◆ EXERCISE INSTRUCTIONS: Transcribe each record precisely; images stay out.

Stored dataset items:
***

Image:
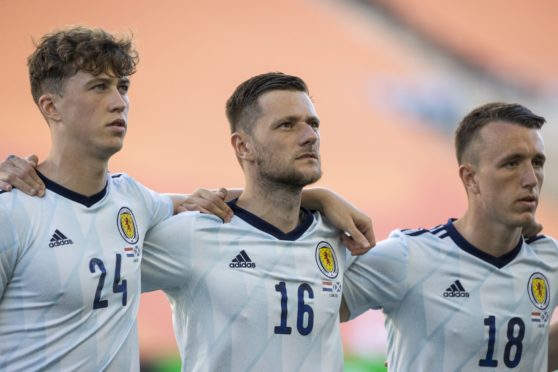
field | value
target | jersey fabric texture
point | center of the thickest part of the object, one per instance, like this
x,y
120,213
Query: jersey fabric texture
x,y
246,296
70,276
451,307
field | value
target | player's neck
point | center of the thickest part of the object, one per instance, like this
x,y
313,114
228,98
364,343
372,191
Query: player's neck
x,y
492,238
83,177
279,207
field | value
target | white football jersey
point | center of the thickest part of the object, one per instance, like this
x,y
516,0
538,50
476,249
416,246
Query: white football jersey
x,y
70,276
451,307
247,297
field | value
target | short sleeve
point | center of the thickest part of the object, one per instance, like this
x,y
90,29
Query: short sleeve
x,y
166,253
8,249
377,279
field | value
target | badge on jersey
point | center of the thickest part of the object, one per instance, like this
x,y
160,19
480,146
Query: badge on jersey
x,y
539,291
326,260
127,225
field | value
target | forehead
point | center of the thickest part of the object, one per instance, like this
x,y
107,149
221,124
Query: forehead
x,y
501,139
279,103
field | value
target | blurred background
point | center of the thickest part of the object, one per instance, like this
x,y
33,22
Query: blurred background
x,y
390,80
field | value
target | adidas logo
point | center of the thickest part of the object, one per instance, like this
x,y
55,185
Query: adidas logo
x,y
242,260
59,239
456,290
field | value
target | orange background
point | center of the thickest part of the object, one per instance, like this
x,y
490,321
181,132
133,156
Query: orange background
x,y
395,166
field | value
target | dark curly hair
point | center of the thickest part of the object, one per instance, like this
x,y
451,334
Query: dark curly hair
x,y
61,54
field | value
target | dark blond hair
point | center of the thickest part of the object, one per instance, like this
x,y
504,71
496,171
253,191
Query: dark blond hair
x,y
490,112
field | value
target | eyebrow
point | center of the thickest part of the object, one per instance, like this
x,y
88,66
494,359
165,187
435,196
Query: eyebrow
x,y
313,119
519,156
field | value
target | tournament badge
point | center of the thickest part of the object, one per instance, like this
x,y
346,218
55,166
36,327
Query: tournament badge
x,y
539,294
127,225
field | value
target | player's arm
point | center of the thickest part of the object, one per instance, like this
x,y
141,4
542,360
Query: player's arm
x,y
8,250
553,347
20,173
205,201
359,235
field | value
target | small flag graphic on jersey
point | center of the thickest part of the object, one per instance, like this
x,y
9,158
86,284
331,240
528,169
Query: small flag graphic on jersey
x,y
333,287
58,238
129,252
242,260
539,316
456,289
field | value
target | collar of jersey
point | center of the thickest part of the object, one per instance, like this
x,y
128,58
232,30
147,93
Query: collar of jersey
x,y
268,228
88,201
499,262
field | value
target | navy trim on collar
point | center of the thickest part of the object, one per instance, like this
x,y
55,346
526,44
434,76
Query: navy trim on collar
x,y
268,228
499,262
88,201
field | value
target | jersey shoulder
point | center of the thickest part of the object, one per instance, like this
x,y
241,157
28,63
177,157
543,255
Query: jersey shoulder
x,y
543,242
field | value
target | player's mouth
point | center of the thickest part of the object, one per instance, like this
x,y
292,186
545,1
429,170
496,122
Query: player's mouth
x,y
118,125
308,155
530,201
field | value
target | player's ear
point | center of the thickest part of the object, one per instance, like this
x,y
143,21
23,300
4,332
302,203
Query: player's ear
x,y
48,105
467,173
242,146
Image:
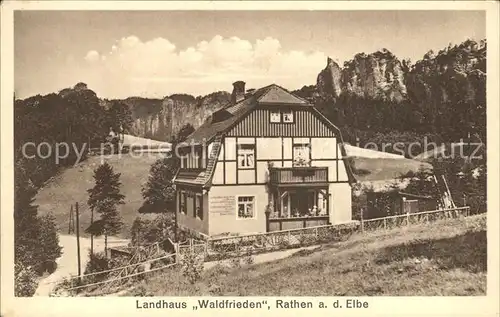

***

◆ RESULT BELOW:
Image:
field | value
target | jersey fabric texture
point | center of the thickest part of the object, one per instance, like this
x,y
120,213
Query: jersey fabric texture
x,y
246,296
70,276
451,307
field | value
target | player's neck
point | center of the thickest part of the object, one per instance, like this
x,y
313,114
228,98
364,343
372,191
Query: player's neck
x,y
492,238
83,177
279,207
field | value
target | white football jersey
point | center of the thickest part of the object, one per instance, like this
x,y
516,0
538,50
476,249
416,246
Query: white football jersey
x,y
70,276
451,307
247,297
field | value
target | short sleeve
point | center of the thickest part of the object, one per instance, like this
x,y
90,29
Query: short sleeve
x,y
166,253
8,249
377,279
field | value
target | badge on jersey
point | center of the thickest part of the object, one per instance, like this
x,y
160,19
480,146
Query: badge on jersey
x,y
539,291
326,260
127,225
field | value
target | forehead
point | center of the thickest part of the object, one per instance, like this
x,y
107,149
221,124
Query: forehead
x,y
501,139
279,103
field | value
target | blurred background
point | center of the thickest part of the object, one per instance, like this
x,y
33,22
Query: blurred background
x,y
390,80
field | value
target | adidas logo
point | center of the thickest part of the object, one per instance, like this
x,y
55,185
Query: adidas logo
x,y
242,260
59,239
456,290
field | value
target | orange background
point | center of the thickest part of the object, one per instance, like this
x,y
490,321
181,132
133,156
Query: orange background
x,y
395,166
field | value
target | dark curly hair
point | center of the thickest part of the object, one per instance, like this
x,y
451,334
Query: dark curly hair
x,y
61,54
field | value
target | dark blond hair
point | center of the thickest part of the object, one per instance, like this
x,y
504,71
496,171
253,191
Query: dark blond hair
x,y
490,112
field | value
target | eyebrow
point | center of the thickest part of the object, one per instance, like this
x,y
88,66
494,359
165,187
435,196
Query: eyebrow
x,y
313,119
519,156
field | value
target | tournament badge
point | center of the thickest part of the object, one per instance, like this
x,y
346,218
55,166
36,327
Query: tournament badge
x,y
539,294
127,225
field | value
target | player's arm
point | center of the thickest part of the object, one per instance, like this
x,y
141,4
542,360
Query: player's arm
x,y
8,250
553,347
20,173
205,201
359,235
field | value
target | small flag graphic on jersey
point | center of the thickest part of the object, one per instance, like this
x,y
9,158
86,284
331,240
528,169
Query: small flag graphic on jersey
x,y
333,287
58,238
129,252
242,260
539,316
456,289
field | value
target | collar of jersey
point | center of the thickest part of the object, one per instance, like this
x,y
128,58
232,30
147,93
Query: collar of jersey
x,y
268,228
88,201
499,262
field | value
target | navy trim on collar
point | center of the thickest part of the object, one per instance, like this
x,y
55,346
526,44
434,76
Query: navy trim on collar
x,y
268,228
499,262
88,201
field | value
target | jersey shoulder
point | center of the thickest part of the object, one per instance, like this
x,y
241,157
28,63
177,157
543,255
Query: jersey shoulder
x,y
543,242
field | value
target | player's mouth
point | center of the thickest part of the object, one per instance, like this
x,y
292,186
545,1
429,170
496,122
Query: player's mouth
x,y
118,125
308,155
530,201
field | value
target | player's ear
point | center of the thickest part of the object, one per instance, like this
x,y
143,21
23,300
4,332
302,203
Query: player's ear
x,y
48,105
467,173
242,146
Image:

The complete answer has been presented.